+++ DATA UNDER STUDY

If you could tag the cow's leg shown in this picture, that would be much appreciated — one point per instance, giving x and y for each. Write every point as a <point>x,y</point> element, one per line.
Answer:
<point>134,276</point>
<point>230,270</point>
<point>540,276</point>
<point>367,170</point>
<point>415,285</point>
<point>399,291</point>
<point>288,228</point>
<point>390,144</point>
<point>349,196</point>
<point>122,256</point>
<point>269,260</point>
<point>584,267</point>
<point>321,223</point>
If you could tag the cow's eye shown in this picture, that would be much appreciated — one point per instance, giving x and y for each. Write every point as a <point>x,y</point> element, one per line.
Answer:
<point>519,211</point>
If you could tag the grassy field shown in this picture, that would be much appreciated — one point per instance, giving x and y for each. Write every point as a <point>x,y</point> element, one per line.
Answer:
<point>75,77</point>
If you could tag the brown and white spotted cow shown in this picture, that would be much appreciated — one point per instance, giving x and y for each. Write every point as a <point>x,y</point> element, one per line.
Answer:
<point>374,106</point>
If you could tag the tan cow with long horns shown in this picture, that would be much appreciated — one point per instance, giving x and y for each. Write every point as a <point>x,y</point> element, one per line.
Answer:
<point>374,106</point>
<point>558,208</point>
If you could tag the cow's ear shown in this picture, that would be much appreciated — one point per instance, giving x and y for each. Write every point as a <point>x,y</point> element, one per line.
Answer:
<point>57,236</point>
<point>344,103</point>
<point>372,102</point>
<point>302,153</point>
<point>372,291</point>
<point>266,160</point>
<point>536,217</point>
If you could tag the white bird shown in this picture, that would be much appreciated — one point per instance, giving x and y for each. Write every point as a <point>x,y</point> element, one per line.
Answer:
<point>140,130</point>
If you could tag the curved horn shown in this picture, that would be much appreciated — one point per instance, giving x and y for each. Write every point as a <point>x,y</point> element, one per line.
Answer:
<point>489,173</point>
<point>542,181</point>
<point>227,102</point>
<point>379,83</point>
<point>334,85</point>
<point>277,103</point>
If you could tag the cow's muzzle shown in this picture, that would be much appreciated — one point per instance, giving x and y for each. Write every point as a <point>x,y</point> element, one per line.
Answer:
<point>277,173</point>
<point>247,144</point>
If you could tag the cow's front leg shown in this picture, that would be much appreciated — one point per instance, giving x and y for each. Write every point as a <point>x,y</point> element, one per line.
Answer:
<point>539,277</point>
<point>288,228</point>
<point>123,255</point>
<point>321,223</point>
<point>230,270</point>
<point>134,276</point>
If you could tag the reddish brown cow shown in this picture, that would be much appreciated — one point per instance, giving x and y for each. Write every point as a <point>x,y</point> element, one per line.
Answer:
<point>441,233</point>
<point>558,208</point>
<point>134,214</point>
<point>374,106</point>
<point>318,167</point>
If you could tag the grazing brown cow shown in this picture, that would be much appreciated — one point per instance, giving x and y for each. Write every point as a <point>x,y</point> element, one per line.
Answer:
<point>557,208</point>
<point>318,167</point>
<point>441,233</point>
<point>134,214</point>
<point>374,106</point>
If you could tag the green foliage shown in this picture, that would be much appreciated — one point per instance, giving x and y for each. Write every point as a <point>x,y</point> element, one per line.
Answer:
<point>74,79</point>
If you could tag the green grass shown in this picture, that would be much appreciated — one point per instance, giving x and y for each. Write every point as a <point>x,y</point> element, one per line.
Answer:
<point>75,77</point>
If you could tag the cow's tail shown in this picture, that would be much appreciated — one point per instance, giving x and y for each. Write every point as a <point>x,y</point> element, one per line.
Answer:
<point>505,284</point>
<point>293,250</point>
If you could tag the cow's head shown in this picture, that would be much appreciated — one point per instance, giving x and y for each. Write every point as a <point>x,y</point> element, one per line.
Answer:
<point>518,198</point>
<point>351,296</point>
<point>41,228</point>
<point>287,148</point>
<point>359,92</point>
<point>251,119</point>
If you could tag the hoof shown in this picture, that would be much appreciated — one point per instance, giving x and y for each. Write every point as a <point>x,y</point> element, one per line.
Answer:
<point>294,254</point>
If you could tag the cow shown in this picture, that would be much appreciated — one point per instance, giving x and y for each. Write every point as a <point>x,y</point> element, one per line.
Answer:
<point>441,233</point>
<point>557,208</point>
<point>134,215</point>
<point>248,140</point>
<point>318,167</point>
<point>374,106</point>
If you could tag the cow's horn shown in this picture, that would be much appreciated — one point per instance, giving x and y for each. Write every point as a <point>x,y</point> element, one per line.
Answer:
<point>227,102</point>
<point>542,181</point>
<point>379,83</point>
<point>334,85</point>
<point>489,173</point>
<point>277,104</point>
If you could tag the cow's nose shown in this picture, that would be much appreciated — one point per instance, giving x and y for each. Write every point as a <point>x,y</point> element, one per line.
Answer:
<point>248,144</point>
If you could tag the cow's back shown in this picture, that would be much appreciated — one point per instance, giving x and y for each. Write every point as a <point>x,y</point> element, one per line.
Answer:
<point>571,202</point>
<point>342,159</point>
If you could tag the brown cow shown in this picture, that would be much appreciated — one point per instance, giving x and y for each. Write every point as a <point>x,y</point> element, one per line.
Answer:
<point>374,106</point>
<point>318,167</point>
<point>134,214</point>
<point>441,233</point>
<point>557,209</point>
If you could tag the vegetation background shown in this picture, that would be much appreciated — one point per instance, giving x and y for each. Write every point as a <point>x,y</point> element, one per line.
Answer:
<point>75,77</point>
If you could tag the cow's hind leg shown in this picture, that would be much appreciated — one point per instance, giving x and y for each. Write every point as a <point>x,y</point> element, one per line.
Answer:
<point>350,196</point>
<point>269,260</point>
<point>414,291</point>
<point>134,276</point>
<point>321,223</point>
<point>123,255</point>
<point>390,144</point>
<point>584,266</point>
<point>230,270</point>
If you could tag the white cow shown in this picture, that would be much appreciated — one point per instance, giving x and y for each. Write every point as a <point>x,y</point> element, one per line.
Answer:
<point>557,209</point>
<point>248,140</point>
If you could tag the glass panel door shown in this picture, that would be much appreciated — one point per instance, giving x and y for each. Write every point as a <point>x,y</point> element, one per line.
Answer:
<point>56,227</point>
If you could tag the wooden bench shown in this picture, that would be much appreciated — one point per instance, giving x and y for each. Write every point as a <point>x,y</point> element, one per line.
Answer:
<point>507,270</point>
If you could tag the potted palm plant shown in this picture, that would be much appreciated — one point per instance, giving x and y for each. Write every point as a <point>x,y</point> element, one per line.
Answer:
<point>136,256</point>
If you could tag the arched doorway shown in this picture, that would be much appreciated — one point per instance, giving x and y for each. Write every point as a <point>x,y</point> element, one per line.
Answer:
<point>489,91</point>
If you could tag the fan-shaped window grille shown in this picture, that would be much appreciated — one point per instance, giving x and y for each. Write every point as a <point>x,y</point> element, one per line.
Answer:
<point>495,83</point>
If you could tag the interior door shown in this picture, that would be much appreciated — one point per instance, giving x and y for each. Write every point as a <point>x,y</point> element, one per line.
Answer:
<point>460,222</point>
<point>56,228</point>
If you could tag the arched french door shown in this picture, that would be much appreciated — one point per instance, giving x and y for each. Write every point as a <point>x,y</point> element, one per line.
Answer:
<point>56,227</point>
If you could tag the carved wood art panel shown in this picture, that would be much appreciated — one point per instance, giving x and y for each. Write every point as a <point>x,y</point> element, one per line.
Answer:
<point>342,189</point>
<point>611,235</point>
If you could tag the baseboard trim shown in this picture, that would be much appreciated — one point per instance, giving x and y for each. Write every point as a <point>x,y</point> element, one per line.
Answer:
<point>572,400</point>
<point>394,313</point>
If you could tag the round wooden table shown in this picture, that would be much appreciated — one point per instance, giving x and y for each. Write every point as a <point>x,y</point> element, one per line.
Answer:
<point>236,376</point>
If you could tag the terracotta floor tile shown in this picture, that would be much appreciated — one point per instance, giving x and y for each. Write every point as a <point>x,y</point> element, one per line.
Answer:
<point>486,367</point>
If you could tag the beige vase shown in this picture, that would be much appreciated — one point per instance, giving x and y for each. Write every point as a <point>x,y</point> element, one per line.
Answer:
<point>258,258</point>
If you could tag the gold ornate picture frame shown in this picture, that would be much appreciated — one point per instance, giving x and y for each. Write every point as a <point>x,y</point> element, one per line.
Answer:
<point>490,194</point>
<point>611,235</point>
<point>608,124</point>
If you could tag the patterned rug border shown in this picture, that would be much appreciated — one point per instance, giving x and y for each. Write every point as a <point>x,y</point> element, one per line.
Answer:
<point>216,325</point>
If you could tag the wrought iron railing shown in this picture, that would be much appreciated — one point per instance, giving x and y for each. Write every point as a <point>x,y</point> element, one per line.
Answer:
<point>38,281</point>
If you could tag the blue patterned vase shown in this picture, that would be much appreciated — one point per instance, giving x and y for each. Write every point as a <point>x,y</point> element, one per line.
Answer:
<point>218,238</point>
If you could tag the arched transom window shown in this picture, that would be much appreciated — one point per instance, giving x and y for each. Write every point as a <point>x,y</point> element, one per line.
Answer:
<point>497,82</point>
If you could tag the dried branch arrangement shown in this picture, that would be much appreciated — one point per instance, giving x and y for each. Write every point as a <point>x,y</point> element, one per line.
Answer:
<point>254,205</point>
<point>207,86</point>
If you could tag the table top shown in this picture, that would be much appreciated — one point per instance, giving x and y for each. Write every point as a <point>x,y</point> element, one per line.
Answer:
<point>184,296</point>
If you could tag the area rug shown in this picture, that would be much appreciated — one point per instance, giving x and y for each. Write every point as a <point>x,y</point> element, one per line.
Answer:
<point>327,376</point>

++++++

» WORK ORDER: In the records above, find each line that mentions the word "brown", and copy it.

» PROBLEM SOLUTION:
If you could tag the brown and white spotted cow shown in this picture, that would be much appreciated — one point per instance, giving x and y for each. Write every point as a <point>x,y</point> element, one per line.
If you could tag the reddish brown cow shown in this picture, that would be much appreciated — one point per instance, giving x and y for each. Write every point as a <point>x,y</point> element, one per line.
If you could tag the grazing brown cow shown in this picture, that would be much appreciated — one point per instance, giving x and y for each. Write every point as a <point>x,y</point> element, one per line.
If you could tag the brown cow shown in this picture, that would be much appreciated — one point per instance, giving x and y for each. Write every point as a <point>x,y</point> element, one per line.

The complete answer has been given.